• [SHORT TASK]: Which lines in the records below contain the word "When" (case-sensitive)? Gather each of them.

• [Dataset entries]:
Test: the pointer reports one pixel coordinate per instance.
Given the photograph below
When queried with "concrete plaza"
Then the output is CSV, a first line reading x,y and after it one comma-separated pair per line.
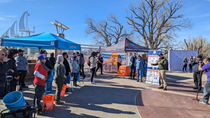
x,y
115,96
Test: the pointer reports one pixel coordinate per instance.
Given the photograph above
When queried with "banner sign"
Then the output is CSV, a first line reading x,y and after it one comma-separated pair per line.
x,y
110,61
153,71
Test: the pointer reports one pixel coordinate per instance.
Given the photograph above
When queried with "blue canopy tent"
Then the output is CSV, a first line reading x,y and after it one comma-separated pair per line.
x,y
41,41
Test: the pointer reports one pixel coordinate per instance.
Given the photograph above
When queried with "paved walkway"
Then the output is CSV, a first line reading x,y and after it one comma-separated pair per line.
x,y
119,97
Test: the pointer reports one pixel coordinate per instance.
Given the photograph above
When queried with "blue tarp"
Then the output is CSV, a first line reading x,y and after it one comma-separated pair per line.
x,y
43,41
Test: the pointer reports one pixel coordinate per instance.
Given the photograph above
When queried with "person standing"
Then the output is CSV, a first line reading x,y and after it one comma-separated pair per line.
x,y
81,65
184,64
72,58
67,67
197,75
190,61
93,62
3,71
83,62
100,63
13,69
22,67
40,78
119,62
139,67
75,70
59,76
133,66
206,68
48,63
50,73
162,65
52,60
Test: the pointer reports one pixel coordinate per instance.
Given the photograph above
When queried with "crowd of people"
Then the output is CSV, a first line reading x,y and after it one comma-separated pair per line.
x,y
137,64
14,65
193,63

• [FULL ANSWER]:
When queried with "concrete plaza"
When queried with "banner sign"
When queried with "blue canopy tent"
When queried with "paved walkway"
When queried with "blue tarp"
When queried with "person standing"
When queried with "crowd of people"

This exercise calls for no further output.